## Start

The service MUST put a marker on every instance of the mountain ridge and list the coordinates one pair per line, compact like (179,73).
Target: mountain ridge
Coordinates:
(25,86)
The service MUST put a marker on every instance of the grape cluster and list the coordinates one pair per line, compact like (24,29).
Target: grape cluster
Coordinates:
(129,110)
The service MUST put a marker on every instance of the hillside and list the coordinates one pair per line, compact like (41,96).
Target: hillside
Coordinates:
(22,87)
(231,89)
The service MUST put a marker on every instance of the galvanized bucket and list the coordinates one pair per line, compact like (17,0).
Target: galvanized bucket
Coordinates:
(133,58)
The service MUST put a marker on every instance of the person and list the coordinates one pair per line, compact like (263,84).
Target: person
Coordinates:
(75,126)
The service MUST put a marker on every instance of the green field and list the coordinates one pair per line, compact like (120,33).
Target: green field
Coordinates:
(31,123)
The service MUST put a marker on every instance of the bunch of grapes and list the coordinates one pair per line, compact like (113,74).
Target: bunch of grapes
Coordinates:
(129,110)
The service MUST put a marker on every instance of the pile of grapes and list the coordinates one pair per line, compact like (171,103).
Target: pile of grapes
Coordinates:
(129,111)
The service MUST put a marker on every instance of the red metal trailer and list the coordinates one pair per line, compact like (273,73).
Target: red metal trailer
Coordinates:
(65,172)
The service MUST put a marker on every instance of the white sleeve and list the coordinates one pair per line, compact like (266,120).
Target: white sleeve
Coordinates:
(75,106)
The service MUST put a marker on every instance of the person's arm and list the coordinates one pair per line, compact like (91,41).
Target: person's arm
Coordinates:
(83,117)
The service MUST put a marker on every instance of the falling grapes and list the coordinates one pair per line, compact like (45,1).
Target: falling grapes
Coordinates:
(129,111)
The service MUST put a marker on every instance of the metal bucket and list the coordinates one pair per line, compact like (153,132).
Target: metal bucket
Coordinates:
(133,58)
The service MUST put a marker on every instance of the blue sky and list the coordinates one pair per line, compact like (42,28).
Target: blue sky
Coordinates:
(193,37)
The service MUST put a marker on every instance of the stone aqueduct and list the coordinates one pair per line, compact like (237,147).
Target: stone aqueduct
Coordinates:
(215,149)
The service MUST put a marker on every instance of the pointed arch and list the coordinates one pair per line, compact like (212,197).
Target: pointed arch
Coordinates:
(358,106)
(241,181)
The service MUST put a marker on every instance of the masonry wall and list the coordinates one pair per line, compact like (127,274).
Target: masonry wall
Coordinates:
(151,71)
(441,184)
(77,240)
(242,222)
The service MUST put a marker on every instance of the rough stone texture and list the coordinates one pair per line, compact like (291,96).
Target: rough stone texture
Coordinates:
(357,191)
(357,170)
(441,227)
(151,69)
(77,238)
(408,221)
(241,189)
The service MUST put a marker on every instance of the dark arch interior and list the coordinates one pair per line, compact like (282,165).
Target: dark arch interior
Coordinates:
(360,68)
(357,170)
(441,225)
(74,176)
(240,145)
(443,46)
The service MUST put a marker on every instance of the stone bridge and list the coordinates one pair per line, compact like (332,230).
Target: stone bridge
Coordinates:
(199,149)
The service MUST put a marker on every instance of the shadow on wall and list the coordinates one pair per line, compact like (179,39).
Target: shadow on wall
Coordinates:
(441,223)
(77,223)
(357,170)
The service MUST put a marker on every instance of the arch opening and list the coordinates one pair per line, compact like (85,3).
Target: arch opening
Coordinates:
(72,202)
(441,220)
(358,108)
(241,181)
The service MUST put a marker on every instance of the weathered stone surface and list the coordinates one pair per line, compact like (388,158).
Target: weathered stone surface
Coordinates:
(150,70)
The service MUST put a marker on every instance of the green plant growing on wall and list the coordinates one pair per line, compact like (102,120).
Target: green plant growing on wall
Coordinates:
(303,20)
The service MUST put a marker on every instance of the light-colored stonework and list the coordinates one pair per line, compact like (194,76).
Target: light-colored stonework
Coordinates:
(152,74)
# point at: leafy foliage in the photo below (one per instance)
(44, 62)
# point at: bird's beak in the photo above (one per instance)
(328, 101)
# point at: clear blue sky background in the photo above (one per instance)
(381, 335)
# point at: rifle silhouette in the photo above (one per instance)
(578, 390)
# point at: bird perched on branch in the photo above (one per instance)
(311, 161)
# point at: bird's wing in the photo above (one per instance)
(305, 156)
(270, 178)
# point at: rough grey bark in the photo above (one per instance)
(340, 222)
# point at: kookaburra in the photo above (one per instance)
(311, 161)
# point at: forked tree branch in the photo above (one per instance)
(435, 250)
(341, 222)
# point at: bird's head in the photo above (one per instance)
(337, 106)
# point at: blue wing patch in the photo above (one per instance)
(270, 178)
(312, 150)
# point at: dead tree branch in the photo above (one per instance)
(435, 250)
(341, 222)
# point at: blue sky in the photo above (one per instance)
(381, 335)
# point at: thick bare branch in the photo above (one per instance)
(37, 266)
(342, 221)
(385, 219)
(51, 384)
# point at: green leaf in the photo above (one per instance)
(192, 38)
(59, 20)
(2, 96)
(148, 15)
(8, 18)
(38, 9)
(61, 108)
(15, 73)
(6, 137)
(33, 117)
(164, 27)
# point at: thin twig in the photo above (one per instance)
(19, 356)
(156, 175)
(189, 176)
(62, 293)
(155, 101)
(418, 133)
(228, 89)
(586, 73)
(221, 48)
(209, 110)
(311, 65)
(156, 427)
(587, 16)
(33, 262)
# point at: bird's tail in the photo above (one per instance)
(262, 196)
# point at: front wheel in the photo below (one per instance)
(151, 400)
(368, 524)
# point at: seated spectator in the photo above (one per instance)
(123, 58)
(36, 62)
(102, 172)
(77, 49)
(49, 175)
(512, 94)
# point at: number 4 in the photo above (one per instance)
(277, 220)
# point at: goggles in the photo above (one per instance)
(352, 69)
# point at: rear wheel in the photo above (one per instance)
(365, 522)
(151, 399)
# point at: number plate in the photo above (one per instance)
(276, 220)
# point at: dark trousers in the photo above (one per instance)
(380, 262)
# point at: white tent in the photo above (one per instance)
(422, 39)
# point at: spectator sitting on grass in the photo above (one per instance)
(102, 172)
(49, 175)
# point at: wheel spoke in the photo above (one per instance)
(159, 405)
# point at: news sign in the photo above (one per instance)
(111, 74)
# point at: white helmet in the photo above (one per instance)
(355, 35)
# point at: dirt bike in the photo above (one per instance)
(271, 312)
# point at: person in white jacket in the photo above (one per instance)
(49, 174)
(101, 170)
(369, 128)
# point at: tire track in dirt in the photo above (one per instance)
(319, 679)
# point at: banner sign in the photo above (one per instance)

## End

Stated problem - Return the line that contains "# point at: spectator" along with every line after it through the end of the entries, exactly, adding nothing.

Response -
# point at: spectator sitting on grass in the photo above (one per instance)
(102, 172)
(49, 175)
# point at: wheel spoke in the photo above (one per instance)
(159, 405)
# point at: news sign in the photo above (one per instance)
(111, 74)
# point at: white helmet in the photo above (one per instance)
(355, 35)
# point at: dirt bike in the photo above (one per instance)
(271, 312)
# point at: person in white jacket in the photo above (one per instance)
(49, 174)
(101, 170)
(369, 128)
# point at: tire track in dirt in the photo above (one per instance)
(319, 679)
# point at: banner sign in the photo above (one per instance)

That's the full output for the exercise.